§ **Exercise brief**:
In the material below, find each line with the word "hazy" and list it.

-------

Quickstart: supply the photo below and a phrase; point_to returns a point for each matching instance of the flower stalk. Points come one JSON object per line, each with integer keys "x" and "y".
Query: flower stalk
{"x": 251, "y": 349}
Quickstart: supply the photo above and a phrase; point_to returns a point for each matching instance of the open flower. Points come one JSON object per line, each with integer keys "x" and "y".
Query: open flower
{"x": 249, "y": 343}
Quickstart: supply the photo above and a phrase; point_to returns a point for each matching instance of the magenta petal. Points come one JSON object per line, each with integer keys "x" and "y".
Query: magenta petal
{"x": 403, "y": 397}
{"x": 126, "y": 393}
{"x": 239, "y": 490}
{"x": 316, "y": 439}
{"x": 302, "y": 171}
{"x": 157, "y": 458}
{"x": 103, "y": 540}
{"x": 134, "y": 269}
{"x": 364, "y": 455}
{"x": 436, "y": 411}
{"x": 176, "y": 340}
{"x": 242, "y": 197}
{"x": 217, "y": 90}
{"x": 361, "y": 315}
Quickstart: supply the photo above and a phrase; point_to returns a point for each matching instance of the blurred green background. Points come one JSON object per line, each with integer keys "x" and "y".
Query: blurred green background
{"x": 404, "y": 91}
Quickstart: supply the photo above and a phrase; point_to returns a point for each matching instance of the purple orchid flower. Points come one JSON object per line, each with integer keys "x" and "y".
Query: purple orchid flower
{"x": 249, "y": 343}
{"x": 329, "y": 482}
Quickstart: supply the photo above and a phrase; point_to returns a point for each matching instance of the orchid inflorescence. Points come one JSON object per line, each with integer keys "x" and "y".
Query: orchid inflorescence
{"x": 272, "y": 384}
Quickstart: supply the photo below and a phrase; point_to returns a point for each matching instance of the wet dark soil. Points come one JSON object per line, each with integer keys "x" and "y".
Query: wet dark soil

-------

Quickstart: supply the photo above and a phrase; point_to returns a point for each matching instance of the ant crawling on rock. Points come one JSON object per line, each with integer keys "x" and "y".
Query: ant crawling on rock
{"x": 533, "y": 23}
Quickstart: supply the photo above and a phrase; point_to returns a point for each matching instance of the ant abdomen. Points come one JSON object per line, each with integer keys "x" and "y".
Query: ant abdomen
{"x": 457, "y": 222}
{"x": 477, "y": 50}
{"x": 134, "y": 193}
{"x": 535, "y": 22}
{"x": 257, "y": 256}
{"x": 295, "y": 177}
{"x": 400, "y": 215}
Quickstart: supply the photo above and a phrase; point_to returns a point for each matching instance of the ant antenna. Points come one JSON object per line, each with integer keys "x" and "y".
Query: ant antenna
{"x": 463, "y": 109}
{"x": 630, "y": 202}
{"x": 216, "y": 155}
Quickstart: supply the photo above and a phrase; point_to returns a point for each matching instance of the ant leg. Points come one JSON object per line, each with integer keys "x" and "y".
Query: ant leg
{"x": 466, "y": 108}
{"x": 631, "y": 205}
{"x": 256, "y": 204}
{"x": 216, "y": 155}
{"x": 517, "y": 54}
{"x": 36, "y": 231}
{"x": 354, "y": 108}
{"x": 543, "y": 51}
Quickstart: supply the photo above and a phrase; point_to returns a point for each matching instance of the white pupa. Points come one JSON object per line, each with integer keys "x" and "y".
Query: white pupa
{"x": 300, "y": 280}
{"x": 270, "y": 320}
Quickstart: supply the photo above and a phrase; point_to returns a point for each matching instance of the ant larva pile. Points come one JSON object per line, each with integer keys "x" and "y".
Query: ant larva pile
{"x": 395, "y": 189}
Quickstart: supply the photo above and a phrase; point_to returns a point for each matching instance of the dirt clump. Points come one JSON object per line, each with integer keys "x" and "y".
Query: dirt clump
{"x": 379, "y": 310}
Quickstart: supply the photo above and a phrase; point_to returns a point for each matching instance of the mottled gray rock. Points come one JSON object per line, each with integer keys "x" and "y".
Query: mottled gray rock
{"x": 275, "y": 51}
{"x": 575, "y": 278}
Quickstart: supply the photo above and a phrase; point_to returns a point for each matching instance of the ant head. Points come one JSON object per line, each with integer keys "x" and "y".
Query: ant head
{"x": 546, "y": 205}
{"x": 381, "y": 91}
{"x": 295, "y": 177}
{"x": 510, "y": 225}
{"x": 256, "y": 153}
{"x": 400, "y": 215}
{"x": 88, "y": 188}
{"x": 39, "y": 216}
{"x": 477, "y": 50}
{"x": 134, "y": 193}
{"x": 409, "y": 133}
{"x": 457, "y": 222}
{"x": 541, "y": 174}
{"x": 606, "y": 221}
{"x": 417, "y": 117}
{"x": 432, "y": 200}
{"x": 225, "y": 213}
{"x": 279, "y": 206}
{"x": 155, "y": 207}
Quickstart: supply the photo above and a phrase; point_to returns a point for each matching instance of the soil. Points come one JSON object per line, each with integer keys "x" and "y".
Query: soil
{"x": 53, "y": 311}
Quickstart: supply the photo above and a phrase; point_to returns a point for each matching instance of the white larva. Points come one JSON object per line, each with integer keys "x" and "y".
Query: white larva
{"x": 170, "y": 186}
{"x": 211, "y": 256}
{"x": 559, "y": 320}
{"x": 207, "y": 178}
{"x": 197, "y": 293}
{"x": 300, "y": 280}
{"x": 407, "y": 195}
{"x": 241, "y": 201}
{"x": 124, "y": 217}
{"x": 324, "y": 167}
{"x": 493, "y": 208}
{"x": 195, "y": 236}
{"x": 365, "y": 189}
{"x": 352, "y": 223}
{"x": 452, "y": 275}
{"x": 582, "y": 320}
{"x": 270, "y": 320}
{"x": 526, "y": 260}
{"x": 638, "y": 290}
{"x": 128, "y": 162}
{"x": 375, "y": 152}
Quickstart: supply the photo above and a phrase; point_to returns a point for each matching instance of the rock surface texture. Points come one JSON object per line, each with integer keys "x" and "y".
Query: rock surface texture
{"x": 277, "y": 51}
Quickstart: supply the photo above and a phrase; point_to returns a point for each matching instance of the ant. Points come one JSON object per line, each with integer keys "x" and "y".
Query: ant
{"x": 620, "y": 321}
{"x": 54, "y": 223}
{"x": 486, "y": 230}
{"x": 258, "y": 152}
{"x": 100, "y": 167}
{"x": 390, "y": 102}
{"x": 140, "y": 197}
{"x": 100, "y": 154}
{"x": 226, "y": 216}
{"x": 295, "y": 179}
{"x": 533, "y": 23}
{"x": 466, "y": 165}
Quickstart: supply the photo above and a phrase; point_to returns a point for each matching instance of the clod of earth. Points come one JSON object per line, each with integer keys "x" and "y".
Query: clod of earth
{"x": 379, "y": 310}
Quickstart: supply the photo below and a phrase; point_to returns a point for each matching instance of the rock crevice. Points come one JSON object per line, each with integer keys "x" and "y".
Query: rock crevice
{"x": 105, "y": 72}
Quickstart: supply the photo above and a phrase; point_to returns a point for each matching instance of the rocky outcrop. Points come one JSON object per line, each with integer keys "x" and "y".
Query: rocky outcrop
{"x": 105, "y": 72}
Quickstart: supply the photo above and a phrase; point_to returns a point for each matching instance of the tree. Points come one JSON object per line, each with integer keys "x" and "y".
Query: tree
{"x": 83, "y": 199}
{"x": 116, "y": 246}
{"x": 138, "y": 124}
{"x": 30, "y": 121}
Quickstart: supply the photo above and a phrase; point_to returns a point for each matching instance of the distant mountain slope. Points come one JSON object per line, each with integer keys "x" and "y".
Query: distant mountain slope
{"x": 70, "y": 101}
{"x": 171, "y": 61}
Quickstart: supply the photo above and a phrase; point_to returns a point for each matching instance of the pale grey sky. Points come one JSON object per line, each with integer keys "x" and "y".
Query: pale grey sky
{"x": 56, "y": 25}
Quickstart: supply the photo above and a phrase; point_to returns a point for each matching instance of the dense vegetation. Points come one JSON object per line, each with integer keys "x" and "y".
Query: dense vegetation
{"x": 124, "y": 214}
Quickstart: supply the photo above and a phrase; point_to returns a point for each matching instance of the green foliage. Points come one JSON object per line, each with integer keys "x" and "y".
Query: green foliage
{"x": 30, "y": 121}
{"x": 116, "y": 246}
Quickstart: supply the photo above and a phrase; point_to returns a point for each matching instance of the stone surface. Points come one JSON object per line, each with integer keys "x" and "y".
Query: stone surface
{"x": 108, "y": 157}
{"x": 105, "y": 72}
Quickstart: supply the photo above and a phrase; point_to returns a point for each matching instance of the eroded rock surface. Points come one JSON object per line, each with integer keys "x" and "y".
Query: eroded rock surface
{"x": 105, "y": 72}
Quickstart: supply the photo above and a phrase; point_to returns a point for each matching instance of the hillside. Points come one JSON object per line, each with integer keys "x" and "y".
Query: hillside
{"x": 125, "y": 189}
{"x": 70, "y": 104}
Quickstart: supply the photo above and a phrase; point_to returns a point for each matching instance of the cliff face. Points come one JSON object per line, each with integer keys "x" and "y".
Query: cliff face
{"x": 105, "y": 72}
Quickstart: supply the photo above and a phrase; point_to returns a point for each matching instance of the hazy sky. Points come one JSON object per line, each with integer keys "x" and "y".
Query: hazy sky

-------

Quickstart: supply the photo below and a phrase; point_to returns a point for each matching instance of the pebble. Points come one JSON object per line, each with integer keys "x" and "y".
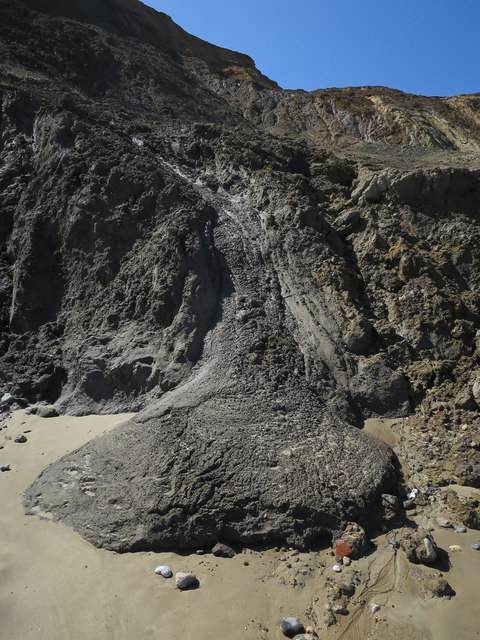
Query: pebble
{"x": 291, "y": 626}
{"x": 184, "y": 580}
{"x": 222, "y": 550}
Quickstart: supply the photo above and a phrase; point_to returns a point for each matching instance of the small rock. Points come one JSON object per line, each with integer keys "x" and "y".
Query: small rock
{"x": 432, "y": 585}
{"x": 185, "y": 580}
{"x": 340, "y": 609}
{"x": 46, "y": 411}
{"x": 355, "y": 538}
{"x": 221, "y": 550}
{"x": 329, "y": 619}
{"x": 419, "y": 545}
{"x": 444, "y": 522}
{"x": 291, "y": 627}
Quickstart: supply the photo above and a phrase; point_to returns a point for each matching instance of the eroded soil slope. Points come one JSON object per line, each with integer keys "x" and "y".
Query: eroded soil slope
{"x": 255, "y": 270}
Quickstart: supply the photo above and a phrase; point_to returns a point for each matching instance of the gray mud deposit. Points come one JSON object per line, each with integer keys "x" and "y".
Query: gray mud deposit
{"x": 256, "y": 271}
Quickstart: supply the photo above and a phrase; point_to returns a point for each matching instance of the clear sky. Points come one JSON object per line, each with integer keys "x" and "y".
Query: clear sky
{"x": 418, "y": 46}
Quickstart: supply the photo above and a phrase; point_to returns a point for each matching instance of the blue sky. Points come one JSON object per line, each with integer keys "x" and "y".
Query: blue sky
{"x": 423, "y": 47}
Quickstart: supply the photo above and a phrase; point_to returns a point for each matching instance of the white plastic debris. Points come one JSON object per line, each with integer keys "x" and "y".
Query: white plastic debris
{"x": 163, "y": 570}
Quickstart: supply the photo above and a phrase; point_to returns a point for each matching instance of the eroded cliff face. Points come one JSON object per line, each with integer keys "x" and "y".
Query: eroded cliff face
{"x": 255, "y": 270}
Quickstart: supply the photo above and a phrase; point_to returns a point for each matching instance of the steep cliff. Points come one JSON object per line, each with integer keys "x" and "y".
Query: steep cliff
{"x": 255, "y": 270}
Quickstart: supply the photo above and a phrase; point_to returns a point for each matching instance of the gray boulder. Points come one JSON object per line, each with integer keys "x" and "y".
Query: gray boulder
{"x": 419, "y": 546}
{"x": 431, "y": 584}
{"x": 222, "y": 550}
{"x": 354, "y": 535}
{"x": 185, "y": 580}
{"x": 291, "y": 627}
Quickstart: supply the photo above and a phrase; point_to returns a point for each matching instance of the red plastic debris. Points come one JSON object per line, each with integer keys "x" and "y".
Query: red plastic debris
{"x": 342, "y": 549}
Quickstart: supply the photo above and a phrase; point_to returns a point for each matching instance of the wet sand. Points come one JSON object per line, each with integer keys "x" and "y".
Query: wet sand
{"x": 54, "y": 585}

-------

§ **Answer section**:
Quickstart: supply the photo above and a phrase; point_to returns a point for each matching instance of the hazy sky. Points come one JSON object per line, each with integer keys "x" and "y".
Query: hazy sky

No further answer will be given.